*** GIVEN DATA ***

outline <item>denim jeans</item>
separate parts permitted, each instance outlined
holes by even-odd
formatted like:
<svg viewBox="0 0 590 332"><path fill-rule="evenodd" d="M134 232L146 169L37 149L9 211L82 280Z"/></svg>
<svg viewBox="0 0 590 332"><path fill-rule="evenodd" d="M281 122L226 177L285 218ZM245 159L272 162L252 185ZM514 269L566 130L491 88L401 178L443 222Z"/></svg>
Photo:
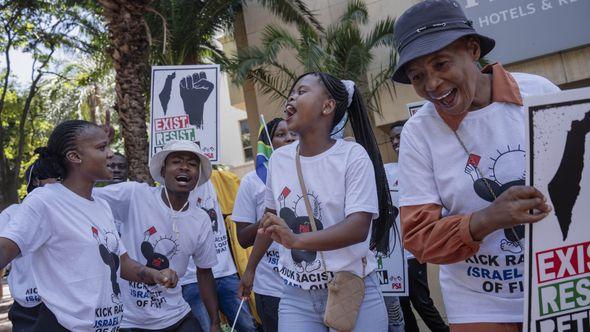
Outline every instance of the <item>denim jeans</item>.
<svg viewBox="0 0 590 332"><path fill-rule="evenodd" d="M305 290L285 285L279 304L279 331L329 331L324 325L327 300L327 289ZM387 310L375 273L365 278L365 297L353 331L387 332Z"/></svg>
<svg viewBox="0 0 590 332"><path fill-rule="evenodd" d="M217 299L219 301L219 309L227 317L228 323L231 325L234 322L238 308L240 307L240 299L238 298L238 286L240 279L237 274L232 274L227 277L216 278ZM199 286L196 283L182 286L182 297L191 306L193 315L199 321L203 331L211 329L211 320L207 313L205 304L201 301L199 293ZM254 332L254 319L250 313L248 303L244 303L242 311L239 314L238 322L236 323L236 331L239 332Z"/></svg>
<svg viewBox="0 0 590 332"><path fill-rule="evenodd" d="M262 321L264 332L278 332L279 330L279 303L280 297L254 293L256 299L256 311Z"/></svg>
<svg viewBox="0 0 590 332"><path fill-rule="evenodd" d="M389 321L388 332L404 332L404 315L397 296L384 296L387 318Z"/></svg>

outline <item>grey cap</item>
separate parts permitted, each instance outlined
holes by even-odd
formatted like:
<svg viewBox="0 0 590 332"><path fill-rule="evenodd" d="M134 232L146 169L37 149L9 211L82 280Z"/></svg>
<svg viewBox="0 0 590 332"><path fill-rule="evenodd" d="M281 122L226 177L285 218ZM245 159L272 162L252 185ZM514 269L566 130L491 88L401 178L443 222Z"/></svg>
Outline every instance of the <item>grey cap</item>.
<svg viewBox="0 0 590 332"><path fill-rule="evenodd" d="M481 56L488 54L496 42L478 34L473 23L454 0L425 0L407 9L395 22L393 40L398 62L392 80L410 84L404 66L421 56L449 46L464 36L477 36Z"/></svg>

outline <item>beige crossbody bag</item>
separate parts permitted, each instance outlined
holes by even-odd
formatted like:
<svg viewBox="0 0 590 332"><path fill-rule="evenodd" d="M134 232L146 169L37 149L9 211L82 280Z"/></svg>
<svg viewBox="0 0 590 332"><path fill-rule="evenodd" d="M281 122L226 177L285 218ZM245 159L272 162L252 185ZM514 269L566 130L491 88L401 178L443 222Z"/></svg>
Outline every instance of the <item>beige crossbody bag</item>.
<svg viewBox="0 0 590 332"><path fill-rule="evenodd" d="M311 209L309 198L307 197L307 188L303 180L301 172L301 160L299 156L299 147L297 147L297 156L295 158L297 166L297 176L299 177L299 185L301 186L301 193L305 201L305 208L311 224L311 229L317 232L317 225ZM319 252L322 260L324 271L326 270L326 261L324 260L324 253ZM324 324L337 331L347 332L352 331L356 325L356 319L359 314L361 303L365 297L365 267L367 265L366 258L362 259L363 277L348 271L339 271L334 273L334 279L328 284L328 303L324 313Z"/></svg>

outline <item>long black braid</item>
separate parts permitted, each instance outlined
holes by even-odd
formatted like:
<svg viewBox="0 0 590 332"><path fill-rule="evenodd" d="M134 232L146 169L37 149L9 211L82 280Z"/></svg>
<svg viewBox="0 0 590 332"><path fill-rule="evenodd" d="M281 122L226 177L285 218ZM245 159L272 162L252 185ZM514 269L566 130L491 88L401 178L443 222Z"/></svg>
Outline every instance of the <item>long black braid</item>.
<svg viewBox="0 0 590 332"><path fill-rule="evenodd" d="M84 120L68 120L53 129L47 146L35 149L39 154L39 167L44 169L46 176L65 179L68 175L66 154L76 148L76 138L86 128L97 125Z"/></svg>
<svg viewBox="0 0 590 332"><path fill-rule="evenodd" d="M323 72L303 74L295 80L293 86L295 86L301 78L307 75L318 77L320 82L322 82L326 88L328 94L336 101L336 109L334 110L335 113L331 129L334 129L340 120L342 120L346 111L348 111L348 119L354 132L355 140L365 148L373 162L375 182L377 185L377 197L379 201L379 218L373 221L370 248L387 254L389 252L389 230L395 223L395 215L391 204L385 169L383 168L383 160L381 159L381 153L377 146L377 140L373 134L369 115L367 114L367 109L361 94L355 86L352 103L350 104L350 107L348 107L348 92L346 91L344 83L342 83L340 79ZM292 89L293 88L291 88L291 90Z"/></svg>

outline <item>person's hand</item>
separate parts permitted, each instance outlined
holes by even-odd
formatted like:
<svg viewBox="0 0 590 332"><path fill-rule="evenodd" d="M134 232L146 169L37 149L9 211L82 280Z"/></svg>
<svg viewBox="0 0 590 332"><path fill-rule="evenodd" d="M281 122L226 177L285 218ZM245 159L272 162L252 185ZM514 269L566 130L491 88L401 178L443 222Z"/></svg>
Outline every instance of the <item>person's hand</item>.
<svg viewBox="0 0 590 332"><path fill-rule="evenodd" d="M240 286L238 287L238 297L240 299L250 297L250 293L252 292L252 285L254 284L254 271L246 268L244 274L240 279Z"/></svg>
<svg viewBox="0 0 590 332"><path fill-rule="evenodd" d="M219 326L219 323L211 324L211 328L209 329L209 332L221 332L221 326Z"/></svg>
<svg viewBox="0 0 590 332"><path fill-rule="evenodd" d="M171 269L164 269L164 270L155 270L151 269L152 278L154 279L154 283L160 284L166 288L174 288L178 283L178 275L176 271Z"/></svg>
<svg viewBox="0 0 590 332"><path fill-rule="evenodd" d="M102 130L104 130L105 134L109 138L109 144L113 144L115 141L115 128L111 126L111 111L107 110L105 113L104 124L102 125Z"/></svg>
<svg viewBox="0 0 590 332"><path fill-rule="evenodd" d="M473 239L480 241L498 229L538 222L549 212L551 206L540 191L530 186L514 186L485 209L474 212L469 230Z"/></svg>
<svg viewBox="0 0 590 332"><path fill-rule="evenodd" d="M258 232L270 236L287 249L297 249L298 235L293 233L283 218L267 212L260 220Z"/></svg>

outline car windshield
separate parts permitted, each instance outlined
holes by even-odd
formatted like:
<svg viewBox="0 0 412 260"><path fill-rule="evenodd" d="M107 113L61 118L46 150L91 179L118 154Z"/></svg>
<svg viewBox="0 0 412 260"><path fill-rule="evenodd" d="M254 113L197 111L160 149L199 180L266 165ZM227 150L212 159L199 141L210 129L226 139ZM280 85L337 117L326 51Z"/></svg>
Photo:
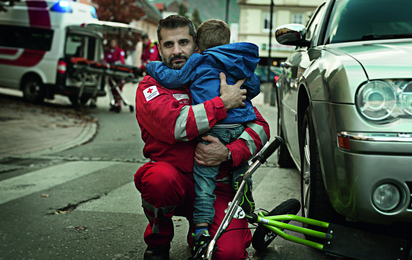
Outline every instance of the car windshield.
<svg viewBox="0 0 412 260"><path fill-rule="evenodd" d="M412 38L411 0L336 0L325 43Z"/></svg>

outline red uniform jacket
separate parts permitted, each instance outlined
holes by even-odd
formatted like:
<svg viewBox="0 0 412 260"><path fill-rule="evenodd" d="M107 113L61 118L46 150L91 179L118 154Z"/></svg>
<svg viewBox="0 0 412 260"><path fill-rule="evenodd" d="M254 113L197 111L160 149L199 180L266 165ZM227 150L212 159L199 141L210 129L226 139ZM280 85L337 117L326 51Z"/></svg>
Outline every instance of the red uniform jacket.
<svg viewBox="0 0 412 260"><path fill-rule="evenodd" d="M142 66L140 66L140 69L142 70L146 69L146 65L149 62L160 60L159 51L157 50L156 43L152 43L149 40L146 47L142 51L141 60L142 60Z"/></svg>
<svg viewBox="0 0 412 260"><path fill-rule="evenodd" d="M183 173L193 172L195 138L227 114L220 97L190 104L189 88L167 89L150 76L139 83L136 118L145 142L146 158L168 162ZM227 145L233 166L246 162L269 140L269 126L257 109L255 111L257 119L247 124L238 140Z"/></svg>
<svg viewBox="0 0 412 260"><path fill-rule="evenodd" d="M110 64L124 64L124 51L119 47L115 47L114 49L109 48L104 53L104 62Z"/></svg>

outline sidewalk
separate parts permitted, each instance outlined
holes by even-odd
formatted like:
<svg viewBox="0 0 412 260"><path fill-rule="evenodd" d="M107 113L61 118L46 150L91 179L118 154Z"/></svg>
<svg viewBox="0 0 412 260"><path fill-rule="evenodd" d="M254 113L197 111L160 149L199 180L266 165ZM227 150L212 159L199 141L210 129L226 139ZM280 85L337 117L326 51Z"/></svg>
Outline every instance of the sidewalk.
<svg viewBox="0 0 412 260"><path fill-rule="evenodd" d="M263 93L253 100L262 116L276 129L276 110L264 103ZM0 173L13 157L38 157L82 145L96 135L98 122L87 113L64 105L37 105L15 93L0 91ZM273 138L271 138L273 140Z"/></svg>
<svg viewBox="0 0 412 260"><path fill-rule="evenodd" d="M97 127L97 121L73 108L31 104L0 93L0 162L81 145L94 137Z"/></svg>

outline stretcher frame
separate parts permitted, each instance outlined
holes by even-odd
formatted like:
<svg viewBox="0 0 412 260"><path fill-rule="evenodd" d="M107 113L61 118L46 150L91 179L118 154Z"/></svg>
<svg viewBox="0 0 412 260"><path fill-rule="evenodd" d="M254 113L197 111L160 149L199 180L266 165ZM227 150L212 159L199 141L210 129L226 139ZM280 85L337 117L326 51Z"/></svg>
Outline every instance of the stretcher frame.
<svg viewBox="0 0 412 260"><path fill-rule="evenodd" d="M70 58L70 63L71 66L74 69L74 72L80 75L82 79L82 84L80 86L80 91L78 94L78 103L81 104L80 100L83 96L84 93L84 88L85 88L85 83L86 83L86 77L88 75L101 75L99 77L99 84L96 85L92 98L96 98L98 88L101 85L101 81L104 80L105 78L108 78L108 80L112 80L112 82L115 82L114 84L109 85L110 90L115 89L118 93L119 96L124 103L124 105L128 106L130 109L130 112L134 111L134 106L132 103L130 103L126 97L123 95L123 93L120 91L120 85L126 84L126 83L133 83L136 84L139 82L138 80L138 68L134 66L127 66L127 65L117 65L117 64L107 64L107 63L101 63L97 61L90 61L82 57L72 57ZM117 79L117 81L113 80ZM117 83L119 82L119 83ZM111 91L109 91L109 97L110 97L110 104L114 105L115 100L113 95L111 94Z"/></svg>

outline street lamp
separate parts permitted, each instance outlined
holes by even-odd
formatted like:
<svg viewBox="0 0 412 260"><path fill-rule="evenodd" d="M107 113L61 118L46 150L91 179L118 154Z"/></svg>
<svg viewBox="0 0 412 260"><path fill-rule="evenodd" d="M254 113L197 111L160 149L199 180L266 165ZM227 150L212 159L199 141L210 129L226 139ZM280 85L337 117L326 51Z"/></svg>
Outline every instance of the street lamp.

***

ABOUT THIS TASK:
Only lines holding the word "street" are wanted, so copy each of them from the records above.

RESULT:
outline street lamp
Outline every instance of the street lamp.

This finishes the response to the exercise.